[Entries from a dataset]
▶
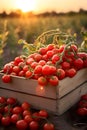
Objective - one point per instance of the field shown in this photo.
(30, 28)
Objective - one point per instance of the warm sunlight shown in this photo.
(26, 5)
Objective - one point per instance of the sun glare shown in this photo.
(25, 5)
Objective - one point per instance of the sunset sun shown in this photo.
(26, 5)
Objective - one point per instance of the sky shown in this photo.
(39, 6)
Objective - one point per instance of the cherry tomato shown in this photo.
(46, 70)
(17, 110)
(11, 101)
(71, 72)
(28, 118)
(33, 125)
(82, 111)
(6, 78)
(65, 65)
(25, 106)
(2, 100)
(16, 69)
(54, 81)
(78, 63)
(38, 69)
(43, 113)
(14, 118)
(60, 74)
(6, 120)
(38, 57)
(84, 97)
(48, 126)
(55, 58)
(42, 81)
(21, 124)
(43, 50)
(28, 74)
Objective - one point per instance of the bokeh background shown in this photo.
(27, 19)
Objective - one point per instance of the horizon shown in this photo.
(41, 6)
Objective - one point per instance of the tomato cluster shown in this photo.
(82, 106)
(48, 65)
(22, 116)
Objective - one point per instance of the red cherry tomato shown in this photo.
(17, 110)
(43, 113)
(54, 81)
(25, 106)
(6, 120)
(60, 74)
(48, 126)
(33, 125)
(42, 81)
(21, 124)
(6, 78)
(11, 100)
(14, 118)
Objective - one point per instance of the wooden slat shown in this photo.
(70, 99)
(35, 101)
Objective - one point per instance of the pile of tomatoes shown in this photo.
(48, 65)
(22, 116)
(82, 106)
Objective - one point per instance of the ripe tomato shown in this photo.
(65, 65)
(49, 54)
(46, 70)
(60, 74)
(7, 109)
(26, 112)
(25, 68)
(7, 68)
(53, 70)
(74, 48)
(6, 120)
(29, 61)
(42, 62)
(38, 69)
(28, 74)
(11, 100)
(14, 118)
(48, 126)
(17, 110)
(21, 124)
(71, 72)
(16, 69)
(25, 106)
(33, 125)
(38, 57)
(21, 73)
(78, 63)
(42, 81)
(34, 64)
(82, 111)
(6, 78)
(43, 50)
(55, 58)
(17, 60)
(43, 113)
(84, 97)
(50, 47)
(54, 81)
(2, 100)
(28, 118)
◀
THE REQUEST:
Copy the listing word for word, excluding its pictures.

ANSWER TO THE EXERCISE:
Objective - one point per instance of the field shown in this photo.
(30, 28)
Objective - one point per instance of the warm sunlight shown in this photo.
(26, 5)
Objective - one point per instance of the sun glare shown in this photo.
(25, 5)
Objective - one point per instance of the sunset sun shown in this photo.
(26, 5)
Objective - one point per instance of the sky shown in this photo.
(39, 6)
Objective - one point per instance of the cherry tomato shown in this photo.
(46, 70)
(17, 110)
(11, 101)
(71, 72)
(28, 118)
(33, 125)
(82, 111)
(6, 78)
(65, 65)
(25, 106)
(2, 100)
(16, 69)
(54, 81)
(78, 63)
(38, 69)
(43, 113)
(14, 118)
(60, 74)
(6, 120)
(38, 57)
(84, 97)
(48, 126)
(55, 58)
(42, 81)
(21, 124)
(43, 50)
(28, 74)
Objective - one point per instance of the bokeh background shown in this photo.
(27, 19)
Objective - one point per instance of the horizon shown in this photo.
(41, 6)
Objective - one point per instance of the tomato cluster shown in this photo.
(82, 106)
(48, 65)
(22, 116)
Objective - one point per instance of the red cherry tomato shown in this photo.
(17, 110)
(43, 113)
(54, 81)
(25, 106)
(6, 120)
(60, 74)
(48, 126)
(33, 125)
(42, 81)
(21, 124)
(6, 78)
(11, 100)
(14, 118)
Objective - one point per instance of the wooden slat shown in this photo.
(70, 99)
(35, 101)
Objective - one point per instance of the pile of tomatoes shown in this photo.
(48, 65)
(22, 116)
(82, 106)
Objective - one point per instance of the ripe tomato shown in this photo.
(65, 65)
(49, 54)
(46, 70)
(60, 74)
(7, 109)
(26, 112)
(25, 68)
(7, 68)
(53, 70)
(74, 48)
(6, 120)
(29, 61)
(42, 62)
(38, 69)
(28, 74)
(11, 100)
(14, 118)
(48, 126)
(17, 110)
(21, 124)
(71, 72)
(16, 69)
(25, 106)
(33, 125)
(38, 57)
(21, 73)
(78, 63)
(42, 81)
(34, 64)
(82, 111)
(6, 78)
(43, 50)
(55, 58)
(17, 60)
(43, 113)
(84, 97)
(50, 47)
(54, 81)
(2, 100)
(28, 118)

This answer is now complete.